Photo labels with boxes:
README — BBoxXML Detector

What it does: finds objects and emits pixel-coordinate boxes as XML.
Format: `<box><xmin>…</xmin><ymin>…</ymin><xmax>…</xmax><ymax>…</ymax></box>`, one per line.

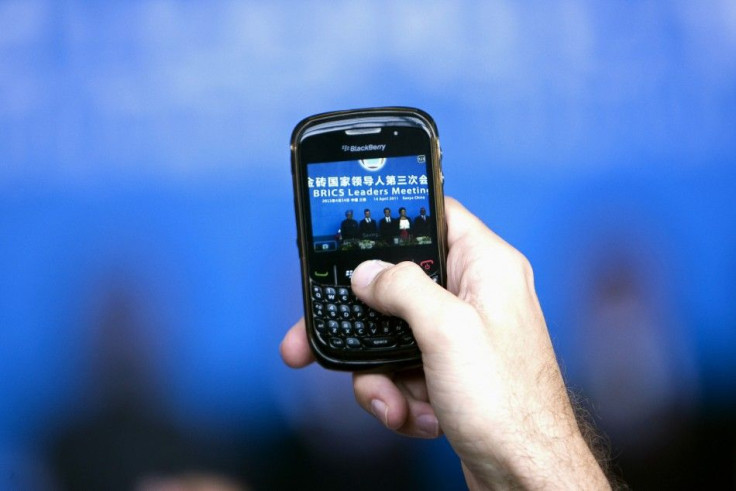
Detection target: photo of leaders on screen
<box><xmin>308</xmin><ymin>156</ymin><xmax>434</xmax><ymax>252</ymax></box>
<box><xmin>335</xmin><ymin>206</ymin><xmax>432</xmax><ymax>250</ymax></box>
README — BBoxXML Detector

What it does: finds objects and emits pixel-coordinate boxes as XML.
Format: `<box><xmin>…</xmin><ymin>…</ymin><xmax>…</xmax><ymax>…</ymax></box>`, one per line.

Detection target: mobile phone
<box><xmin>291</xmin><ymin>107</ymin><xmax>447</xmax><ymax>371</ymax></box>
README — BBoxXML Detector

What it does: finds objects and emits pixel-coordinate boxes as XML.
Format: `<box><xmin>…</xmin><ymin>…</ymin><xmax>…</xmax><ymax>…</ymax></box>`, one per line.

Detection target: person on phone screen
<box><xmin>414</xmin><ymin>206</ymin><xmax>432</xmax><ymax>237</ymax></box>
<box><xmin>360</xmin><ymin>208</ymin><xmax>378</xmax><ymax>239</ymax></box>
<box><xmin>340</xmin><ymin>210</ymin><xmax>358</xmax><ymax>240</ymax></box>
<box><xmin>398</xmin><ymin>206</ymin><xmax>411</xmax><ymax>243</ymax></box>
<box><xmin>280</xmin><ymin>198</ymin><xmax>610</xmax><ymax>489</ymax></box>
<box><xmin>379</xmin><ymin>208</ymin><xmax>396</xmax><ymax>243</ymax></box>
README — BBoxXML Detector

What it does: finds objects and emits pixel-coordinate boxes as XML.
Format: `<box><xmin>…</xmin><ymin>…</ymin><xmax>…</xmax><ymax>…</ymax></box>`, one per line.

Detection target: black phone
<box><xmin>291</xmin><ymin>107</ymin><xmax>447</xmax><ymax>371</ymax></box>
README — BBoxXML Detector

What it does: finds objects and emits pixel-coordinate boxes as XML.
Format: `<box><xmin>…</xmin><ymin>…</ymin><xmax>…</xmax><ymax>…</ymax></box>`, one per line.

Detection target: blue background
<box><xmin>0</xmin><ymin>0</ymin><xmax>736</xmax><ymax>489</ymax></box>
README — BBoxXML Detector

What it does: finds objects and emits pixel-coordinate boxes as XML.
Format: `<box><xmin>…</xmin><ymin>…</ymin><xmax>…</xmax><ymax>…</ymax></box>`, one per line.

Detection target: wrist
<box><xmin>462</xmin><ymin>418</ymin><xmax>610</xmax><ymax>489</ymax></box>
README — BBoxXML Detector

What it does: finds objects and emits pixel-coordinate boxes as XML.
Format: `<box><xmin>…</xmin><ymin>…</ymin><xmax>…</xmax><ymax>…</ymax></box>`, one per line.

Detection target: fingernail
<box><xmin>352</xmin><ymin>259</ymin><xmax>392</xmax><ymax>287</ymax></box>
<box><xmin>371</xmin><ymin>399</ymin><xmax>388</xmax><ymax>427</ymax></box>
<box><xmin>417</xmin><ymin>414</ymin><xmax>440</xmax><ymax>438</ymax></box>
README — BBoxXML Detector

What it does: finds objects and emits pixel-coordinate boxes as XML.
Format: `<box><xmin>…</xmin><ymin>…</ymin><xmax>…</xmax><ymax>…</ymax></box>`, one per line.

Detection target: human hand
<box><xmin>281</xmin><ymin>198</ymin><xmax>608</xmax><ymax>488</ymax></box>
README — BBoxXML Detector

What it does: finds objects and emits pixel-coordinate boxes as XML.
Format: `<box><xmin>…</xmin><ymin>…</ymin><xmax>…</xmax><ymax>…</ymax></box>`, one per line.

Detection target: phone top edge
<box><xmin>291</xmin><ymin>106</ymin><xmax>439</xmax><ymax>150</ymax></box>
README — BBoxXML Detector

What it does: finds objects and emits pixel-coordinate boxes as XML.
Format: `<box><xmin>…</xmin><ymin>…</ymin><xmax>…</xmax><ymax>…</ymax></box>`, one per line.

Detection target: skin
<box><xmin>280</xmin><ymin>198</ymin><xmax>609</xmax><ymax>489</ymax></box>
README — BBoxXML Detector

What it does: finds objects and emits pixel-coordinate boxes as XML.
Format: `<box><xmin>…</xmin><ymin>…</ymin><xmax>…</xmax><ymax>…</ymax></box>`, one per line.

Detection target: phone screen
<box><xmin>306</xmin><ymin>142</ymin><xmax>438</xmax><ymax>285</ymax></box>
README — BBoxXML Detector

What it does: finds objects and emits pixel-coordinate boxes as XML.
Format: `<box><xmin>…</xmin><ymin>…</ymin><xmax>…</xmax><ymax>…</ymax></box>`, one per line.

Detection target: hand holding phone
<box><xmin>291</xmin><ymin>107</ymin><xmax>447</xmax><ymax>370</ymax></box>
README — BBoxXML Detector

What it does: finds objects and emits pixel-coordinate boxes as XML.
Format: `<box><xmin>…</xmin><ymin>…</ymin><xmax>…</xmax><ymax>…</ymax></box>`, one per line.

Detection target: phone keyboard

▸ PROBLEM DESCRIPTION:
Report each line above that contains the word "hand". Case counts.

▸ RESULT OF THIS EXERCISE:
Detection target: human hand
Detection target: hand holding phone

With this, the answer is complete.